◆ **WHAT YOU HAVE TO DO**: Lay out part of the material below as a Markdown table with a Row column for the row number and a Line column for the text, leaving out blank lines. Begin at the line that contains "detect every power" and stop after the line that contains "(344, 400), (353, 486)".

** start DATASET RECORDS **

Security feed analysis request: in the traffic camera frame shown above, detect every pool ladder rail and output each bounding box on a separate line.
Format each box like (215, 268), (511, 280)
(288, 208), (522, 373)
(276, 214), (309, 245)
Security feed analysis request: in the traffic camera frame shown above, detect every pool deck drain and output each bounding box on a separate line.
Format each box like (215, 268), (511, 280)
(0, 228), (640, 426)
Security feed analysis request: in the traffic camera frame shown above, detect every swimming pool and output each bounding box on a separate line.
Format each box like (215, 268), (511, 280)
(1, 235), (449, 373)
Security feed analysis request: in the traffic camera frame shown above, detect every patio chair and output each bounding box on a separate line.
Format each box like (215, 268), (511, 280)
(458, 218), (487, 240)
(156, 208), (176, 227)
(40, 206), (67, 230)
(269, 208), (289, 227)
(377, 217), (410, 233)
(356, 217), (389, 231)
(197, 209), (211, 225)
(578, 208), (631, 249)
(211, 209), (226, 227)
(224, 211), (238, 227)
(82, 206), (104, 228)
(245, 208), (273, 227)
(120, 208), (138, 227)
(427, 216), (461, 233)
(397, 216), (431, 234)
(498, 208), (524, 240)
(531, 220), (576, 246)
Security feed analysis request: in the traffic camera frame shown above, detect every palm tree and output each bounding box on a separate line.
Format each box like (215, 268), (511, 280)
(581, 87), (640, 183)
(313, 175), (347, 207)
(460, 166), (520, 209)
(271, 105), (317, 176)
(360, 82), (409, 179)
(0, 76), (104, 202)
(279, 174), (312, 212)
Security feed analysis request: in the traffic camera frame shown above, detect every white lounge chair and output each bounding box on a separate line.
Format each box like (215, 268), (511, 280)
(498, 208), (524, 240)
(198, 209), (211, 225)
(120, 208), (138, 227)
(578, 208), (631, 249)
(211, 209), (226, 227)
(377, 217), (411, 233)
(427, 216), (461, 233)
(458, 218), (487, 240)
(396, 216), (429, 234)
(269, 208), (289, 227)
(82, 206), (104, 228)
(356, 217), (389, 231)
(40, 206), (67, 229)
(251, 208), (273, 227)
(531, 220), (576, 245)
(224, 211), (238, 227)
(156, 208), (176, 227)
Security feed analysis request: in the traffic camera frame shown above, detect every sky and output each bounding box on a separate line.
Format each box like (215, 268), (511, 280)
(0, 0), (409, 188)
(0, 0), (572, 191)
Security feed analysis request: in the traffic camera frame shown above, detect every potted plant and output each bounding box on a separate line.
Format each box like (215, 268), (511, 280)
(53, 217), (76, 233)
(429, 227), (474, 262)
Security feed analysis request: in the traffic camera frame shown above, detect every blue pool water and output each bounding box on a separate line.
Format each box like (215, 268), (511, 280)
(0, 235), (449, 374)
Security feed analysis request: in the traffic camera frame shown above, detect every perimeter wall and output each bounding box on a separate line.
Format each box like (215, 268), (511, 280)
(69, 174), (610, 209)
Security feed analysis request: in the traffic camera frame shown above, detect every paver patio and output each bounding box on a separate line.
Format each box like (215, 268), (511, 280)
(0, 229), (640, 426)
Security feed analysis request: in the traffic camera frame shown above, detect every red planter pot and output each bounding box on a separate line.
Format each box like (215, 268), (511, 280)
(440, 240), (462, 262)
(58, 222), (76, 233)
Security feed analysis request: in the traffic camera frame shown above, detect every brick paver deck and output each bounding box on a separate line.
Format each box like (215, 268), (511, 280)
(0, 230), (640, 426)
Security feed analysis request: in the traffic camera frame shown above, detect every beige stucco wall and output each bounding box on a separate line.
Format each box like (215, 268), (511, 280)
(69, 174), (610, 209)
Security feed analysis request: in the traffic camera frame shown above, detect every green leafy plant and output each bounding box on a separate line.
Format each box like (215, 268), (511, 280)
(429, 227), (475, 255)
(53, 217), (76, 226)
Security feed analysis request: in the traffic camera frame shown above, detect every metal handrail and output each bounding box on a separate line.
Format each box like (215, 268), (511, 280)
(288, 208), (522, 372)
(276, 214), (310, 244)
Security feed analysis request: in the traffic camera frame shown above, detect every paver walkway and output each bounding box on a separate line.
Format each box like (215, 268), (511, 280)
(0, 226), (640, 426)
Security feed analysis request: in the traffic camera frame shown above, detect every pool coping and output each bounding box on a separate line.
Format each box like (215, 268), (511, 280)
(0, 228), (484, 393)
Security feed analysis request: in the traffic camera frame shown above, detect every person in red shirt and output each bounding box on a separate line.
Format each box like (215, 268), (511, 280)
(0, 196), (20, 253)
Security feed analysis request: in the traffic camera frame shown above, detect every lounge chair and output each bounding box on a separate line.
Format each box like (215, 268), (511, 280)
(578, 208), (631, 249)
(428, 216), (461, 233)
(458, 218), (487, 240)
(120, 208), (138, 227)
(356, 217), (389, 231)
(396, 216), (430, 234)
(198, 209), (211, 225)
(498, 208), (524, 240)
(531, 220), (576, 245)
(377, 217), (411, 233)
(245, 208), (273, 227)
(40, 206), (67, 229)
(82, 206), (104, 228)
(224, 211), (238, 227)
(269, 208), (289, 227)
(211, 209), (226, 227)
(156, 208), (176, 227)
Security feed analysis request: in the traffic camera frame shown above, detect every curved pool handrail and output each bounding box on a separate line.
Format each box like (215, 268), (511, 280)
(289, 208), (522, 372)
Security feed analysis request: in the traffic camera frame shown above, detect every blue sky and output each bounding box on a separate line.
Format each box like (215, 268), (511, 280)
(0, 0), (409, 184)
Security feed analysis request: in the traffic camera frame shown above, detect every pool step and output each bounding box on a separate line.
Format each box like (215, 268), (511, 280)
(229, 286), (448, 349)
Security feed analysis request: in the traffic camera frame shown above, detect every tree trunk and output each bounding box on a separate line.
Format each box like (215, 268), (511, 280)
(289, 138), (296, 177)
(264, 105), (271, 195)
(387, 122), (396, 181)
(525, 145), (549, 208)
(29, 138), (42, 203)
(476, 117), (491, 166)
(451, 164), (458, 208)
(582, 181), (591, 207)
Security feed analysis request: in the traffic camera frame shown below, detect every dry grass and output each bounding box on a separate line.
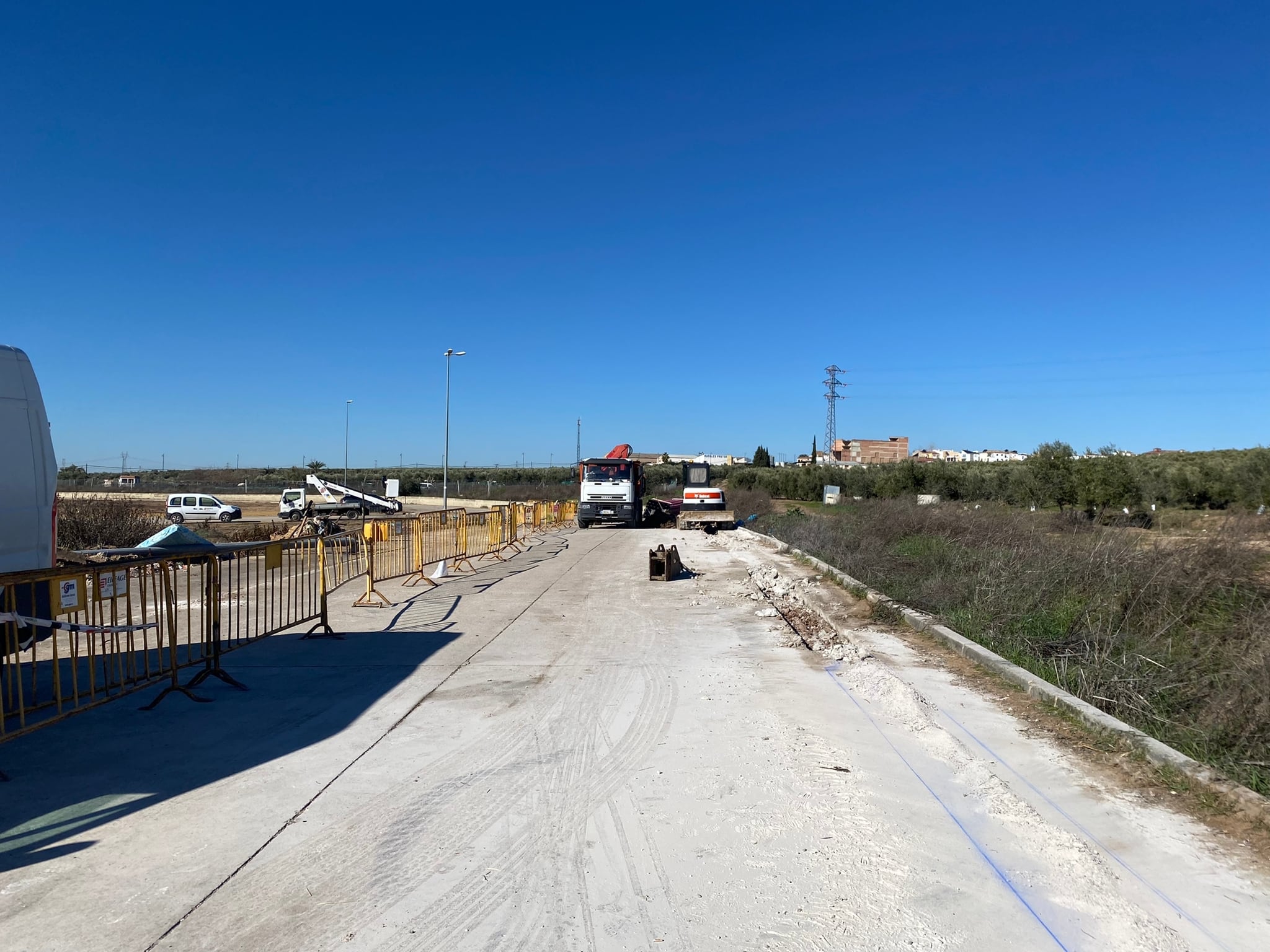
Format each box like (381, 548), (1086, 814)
(763, 500), (1270, 793)
(57, 496), (167, 550)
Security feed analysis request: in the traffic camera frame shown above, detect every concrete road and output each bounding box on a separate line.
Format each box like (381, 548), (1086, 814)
(0, 529), (1270, 952)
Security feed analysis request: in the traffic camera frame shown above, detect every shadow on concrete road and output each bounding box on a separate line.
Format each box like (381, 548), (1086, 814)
(0, 539), (567, 872)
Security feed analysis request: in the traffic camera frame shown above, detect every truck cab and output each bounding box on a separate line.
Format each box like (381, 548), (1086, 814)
(578, 457), (644, 529)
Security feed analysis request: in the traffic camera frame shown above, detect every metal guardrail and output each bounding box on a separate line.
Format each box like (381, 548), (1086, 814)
(0, 503), (577, 741)
(0, 537), (327, 740)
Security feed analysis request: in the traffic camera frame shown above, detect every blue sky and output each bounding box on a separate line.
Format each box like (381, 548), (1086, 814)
(0, 2), (1270, 466)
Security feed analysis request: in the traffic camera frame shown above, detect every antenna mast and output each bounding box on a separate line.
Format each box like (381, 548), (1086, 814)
(812, 363), (847, 454)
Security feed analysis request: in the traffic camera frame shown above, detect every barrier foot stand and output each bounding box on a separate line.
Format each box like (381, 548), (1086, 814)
(300, 538), (344, 641)
(353, 589), (393, 608)
(185, 620), (247, 690)
(300, 618), (344, 641)
(140, 684), (212, 711)
(187, 664), (250, 690)
(353, 563), (393, 608)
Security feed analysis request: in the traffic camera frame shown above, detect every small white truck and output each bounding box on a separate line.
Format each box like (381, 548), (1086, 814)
(278, 472), (401, 522)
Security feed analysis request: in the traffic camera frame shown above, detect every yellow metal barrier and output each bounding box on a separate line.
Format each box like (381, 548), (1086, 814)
(0, 501), (577, 740)
(0, 537), (335, 738)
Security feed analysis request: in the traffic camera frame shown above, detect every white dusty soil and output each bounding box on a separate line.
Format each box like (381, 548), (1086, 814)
(0, 529), (1270, 952)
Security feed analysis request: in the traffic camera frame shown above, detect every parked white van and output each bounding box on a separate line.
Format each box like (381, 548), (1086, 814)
(0, 344), (57, 573)
(167, 493), (242, 523)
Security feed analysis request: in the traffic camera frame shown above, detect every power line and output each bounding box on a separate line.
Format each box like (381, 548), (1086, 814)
(812, 363), (847, 454)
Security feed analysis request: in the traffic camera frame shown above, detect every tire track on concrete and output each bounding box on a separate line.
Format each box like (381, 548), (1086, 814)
(385, 665), (677, 952)
(144, 538), (610, 952)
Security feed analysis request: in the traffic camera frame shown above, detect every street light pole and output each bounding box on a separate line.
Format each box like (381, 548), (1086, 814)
(441, 348), (468, 509)
(344, 400), (353, 486)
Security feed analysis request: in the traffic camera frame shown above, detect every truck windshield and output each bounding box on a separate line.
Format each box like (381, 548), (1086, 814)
(587, 464), (631, 482)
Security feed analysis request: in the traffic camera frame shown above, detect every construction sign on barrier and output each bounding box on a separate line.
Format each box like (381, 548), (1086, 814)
(0, 503), (577, 740)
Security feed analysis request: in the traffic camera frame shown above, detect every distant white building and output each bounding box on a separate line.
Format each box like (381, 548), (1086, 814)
(961, 449), (1028, 464)
(910, 449), (964, 464)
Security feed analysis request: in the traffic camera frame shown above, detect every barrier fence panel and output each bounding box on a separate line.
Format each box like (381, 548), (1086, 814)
(0, 537), (350, 738)
(0, 503), (577, 739)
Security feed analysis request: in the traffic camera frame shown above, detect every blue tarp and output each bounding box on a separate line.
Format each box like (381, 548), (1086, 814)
(137, 526), (216, 552)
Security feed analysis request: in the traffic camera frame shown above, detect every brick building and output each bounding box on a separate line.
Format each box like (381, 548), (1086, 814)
(833, 437), (908, 464)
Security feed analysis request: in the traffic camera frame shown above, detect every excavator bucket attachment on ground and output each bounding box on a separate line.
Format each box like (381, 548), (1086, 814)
(647, 546), (683, 581)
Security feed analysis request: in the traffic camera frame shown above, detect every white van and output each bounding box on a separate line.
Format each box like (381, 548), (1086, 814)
(167, 493), (242, 523)
(0, 344), (57, 573)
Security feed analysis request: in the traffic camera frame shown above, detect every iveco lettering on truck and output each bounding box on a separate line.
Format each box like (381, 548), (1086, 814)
(578, 443), (644, 529)
(0, 344), (57, 573)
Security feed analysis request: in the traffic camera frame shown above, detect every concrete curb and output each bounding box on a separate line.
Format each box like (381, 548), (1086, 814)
(743, 529), (1270, 822)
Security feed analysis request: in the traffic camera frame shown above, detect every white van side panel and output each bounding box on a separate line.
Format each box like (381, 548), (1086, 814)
(0, 344), (57, 573)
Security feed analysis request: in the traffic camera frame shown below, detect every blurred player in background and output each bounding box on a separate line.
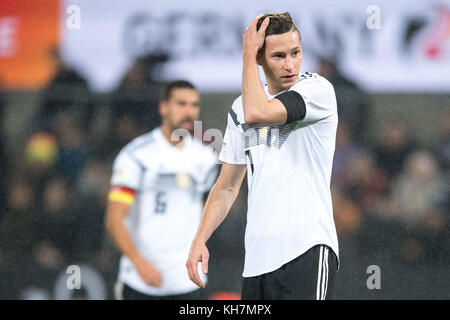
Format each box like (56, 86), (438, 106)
(186, 12), (338, 300)
(106, 81), (217, 300)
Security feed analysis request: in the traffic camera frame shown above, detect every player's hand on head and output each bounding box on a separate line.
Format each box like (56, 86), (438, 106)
(242, 14), (270, 55)
(186, 240), (209, 288)
(134, 258), (162, 288)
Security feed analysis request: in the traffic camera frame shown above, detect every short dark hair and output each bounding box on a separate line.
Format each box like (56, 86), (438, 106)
(160, 80), (197, 102)
(256, 12), (302, 54)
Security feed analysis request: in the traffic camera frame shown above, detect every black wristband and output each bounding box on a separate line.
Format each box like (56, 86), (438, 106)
(274, 90), (306, 123)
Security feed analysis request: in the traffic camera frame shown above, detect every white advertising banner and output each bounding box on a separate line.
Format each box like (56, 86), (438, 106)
(61, 0), (450, 93)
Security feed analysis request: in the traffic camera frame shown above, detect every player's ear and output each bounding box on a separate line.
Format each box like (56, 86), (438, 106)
(158, 101), (167, 117)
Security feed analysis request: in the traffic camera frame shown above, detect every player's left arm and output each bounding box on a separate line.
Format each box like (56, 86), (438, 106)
(242, 16), (288, 127)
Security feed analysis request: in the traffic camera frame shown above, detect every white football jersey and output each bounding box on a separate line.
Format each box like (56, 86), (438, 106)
(111, 128), (217, 295)
(219, 73), (338, 277)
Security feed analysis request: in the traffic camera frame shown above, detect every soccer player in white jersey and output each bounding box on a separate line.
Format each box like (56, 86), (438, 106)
(186, 12), (338, 299)
(106, 80), (217, 300)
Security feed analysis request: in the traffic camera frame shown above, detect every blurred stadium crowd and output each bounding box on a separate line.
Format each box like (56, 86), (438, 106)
(0, 51), (450, 299)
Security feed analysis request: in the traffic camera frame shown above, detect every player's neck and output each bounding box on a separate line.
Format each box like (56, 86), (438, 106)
(160, 124), (184, 148)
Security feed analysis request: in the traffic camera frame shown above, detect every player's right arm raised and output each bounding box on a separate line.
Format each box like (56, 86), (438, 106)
(186, 163), (247, 288)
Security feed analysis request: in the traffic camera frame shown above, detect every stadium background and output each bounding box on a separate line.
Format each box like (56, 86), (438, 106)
(0, 0), (450, 299)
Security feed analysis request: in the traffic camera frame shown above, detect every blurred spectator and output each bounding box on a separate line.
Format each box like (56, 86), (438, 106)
(99, 54), (168, 162)
(435, 109), (450, 172)
(33, 48), (94, 132)
(374, 119), (417, 178)
(22, 132), (58, 202)
(75, 159), (110, 269)
(35, 177), (79, 269)
(392, 151), (447, 229)
(344, 152), (389, 212)
(0, 88), (8, 219)
(331, 122), (359, 187)
(318, 59), (370, 145)
(332, 188), (363, 238)
(54, 112), (91, 183)
(0, 176), (39, 262)
(392, 150), (448, 261)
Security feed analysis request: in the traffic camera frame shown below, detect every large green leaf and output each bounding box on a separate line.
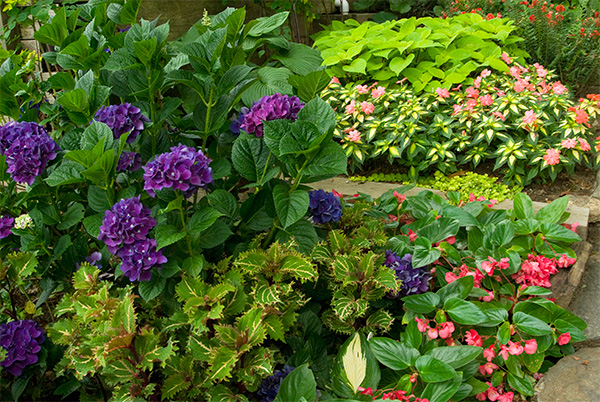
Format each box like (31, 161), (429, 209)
(273, 184), (309, 229)
(369, 338), (420, 370)
(273, 364), (317, 402)
(415, 355), (456, 383)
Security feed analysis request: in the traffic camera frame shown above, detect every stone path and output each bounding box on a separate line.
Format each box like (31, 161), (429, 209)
(311, 177), (600, 402)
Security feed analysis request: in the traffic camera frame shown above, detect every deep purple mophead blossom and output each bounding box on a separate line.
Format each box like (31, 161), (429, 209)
(0, 122), (60, 185)
(117, 152), (142, 172)
(308, 190), (342, 225)
(94, 103), (150, 144)
(98, 195), (156, 254)
(0, 215), (15, 239)
(229, 107), (250, 135)
(0, 320), (46, 377)
(241, 93), (304, 137)
(257, 365), (295, 402)
(383, 250), (431, 296)
(117, 239), (167, 282)
(143, 144), (213, 197)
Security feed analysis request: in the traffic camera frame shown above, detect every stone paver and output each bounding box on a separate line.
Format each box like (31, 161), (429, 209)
(536, 348), (600, 402)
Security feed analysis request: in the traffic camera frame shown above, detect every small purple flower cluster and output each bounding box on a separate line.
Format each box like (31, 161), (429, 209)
(308, 190), (342, 225)
(0, 215), (15, 239)
(98, 195), (167, 282)
(241, 93), (304, 137)
(257, 365), (295, 402)
(94, 103), (150, 144)
(144, 144), (213, 197)
(0, 320), (46, 377)
(117, 152), (142, 172)
(0, 122), (60, 185)
(383, 250), (431, 296)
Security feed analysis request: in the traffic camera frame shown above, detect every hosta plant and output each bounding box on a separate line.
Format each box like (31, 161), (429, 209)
(323, 54), (598, 185)
(314, 14), (524, 94)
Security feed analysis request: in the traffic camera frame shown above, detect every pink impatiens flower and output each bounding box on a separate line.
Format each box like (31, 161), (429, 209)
(543, 148), (560, 166)
(523, 110), (537, 124)
(524, 339), (537, 355)
(466, 87), (479, 99)
(577, 137), (592, 151)
(435, 87), (450, 99)
(557, 332), (571, 346)
(371, 86), (385, 98)
(465, 329), (483, 346)
(500, 53), (512, 64)
(355, 85), (369, 94)
(346, 99), (356, 114)
(552, 81), (569, 95)
(346, 130), (360, 142)
(479, 362), (498, 375)
(360, 101), (375, 114)
(479, 94), (494, 106)
(560, 138), (577, 149)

** end DATASET RECORDS **

◆ **ANSWER TO THE EXERCISE**:
| Row | Line |
|---|---|
| 1 | Security feed analysis request: in the traffic camera frame shown above, detect every power line and output each bounding box on a separate line. |
| 2 | Format each box like (381, 548), (1086, 814) |
| 3 | (812, 363), (847, 454) |
| 4 | Security feed analysis request: in the traffic camera frame shown above, detect every tire track on concrete and output each bounding box on a separate line. |
| 5 | Format each box like (381, 548), (1086, 814) |
| 6 | (385, 665), (677, 952) |
| 7 | (144, 538), (610, 952) |
| 8 | Security feed analysis request: in the traffic camera frame shown above, detect every street light pole and output each bounding box on a separate line. |
| 9 | Format each box like (381, 548), (1086, 814) |
| 10 | (441, 348), (468, 509) |
| 11 | (344, 400), (353, 486) |